━━━ SUPPLIED RECORDS ━━━
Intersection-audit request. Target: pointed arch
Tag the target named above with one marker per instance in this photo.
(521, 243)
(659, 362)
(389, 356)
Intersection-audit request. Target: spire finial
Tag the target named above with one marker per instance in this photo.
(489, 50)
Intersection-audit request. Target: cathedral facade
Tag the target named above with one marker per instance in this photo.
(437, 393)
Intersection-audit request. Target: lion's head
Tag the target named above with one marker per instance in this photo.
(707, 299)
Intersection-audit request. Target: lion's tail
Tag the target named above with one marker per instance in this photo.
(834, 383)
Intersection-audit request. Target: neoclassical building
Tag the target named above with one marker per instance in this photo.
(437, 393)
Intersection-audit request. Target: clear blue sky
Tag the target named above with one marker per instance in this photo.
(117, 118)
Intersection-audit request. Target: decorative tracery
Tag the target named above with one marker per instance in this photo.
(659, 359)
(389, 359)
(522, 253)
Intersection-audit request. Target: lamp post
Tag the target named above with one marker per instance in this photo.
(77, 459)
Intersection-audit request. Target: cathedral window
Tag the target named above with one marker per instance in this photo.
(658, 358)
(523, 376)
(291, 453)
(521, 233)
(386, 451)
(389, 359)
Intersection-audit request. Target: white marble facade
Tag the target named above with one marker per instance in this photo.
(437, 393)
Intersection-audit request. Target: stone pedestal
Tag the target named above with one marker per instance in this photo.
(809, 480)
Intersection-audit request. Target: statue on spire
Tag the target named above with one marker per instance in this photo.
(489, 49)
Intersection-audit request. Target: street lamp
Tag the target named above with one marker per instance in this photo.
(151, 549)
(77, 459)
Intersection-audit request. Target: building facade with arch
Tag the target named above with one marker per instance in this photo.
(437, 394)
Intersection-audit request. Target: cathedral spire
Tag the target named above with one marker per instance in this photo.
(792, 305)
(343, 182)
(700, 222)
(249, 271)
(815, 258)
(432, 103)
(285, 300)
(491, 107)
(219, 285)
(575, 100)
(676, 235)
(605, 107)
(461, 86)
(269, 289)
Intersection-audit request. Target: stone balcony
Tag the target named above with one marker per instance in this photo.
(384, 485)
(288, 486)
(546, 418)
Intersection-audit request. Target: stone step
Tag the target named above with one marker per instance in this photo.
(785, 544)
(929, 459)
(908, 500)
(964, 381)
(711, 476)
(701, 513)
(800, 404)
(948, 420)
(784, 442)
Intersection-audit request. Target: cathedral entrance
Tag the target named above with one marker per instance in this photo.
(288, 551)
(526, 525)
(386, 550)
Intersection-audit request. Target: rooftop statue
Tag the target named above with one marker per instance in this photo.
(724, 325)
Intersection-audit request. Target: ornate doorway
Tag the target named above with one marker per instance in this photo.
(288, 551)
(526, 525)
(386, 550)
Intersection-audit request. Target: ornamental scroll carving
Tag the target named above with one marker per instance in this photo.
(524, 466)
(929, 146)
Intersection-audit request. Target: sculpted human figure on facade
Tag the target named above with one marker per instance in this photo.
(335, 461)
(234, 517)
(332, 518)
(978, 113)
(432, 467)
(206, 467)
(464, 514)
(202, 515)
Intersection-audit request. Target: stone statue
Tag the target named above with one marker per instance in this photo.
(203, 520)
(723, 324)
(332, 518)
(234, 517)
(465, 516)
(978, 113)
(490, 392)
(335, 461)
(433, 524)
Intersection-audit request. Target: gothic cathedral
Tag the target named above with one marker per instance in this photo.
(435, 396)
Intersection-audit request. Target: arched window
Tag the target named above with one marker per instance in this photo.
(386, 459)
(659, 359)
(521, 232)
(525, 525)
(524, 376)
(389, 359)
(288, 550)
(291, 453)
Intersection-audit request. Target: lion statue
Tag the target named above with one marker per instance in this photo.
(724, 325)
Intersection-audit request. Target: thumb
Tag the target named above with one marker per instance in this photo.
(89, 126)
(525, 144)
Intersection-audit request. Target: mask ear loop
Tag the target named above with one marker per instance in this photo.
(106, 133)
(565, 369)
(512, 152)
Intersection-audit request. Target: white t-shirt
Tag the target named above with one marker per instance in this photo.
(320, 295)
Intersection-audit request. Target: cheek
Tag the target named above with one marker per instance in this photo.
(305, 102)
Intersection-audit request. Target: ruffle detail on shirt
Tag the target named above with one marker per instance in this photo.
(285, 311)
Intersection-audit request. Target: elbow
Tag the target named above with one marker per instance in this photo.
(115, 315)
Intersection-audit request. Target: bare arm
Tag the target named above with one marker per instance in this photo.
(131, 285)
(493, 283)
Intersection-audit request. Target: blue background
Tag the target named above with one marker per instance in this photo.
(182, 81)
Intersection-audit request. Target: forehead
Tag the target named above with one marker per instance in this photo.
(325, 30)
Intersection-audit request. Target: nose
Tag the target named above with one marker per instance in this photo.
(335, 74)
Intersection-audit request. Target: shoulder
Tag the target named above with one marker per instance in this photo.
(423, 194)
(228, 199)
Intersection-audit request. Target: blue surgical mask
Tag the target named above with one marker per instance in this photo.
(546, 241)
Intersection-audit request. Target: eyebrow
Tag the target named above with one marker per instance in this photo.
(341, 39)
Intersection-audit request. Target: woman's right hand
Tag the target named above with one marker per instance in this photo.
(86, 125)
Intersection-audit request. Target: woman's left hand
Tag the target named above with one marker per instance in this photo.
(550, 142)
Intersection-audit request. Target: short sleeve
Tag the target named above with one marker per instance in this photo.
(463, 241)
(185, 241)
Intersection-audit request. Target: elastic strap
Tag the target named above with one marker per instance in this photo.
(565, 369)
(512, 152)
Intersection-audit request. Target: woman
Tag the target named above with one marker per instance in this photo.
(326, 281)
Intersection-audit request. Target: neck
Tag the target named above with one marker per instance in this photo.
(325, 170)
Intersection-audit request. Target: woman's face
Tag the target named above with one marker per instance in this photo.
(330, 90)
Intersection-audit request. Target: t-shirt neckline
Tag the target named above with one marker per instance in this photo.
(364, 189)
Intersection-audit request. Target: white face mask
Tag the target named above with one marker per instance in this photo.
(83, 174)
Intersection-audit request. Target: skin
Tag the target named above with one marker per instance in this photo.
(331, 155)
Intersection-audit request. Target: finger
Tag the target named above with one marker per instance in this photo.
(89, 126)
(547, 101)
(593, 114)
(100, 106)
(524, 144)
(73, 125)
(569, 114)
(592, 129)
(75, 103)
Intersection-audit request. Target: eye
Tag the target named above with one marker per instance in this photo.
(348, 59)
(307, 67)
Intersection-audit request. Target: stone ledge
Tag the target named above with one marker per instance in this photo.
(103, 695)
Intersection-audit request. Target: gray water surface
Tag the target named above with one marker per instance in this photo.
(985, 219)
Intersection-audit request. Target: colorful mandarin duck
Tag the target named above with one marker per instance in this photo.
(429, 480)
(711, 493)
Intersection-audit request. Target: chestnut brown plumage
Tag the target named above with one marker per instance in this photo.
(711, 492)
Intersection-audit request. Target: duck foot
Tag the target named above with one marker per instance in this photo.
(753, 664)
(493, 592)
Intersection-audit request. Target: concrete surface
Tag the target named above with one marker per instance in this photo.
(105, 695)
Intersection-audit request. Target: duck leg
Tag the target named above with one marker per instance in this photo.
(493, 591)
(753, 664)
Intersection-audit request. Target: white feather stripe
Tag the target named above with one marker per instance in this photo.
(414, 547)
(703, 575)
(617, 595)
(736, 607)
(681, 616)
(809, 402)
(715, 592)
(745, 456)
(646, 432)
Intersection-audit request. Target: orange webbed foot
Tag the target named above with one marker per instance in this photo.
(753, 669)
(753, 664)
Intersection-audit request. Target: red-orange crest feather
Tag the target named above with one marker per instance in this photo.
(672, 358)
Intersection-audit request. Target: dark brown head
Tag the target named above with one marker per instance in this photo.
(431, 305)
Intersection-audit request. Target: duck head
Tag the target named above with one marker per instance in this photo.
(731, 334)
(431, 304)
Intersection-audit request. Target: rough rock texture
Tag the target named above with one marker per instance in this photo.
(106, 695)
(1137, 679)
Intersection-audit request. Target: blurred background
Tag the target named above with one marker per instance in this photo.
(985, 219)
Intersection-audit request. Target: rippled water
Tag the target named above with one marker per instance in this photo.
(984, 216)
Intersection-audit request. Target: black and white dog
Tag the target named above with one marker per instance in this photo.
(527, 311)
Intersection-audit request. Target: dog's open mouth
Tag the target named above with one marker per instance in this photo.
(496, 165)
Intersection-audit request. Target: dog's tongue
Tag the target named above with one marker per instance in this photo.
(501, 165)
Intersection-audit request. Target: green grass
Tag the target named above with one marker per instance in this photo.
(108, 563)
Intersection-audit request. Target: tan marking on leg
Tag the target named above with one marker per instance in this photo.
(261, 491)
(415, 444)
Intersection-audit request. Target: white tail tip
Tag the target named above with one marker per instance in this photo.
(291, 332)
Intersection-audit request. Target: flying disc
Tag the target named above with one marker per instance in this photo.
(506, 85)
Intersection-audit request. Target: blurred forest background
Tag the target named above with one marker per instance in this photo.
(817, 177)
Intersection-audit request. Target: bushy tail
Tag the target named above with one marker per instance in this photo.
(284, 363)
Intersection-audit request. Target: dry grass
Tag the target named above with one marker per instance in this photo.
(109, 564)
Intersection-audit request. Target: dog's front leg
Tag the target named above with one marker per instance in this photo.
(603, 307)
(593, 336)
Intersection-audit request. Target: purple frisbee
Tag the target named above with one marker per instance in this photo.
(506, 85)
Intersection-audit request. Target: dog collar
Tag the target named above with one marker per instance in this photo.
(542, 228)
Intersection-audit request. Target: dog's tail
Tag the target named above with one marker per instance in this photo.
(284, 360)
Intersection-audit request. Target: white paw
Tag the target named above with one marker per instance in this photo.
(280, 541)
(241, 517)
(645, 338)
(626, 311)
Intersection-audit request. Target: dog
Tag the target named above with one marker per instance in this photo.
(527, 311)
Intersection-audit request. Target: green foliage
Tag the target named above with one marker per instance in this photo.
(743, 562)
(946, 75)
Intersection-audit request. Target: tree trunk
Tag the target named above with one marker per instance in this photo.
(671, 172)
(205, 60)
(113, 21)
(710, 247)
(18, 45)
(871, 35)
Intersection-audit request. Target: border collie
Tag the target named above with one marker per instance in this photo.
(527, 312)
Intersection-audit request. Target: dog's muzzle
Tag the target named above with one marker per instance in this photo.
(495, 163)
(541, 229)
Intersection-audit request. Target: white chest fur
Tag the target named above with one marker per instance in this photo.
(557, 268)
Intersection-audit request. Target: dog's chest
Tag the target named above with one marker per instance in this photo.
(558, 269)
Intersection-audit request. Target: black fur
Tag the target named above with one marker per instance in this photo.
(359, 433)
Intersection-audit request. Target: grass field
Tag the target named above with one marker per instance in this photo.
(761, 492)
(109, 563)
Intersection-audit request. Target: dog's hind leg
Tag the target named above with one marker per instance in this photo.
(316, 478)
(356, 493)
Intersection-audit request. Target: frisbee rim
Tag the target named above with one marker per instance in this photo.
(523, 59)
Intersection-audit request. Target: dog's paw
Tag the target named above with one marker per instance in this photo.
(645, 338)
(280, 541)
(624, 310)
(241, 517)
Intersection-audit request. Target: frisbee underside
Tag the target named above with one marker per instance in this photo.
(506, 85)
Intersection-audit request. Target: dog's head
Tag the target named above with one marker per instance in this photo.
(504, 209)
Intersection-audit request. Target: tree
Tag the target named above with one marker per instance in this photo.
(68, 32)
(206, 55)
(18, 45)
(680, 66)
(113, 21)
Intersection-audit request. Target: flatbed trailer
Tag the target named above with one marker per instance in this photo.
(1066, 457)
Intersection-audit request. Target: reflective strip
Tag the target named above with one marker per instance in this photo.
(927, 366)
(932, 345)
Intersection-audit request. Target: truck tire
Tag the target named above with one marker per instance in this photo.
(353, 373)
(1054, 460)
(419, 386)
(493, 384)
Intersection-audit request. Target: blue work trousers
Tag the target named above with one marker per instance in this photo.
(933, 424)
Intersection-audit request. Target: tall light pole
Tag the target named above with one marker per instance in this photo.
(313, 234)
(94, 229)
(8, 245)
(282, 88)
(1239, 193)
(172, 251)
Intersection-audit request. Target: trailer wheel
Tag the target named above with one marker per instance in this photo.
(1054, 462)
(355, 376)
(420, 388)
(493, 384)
━━━
### TASK DESCRIPTION:
Before answering, count every line of the data that holds the word "foot"; the reply is that number only.

### YOUR RESPONSE:
2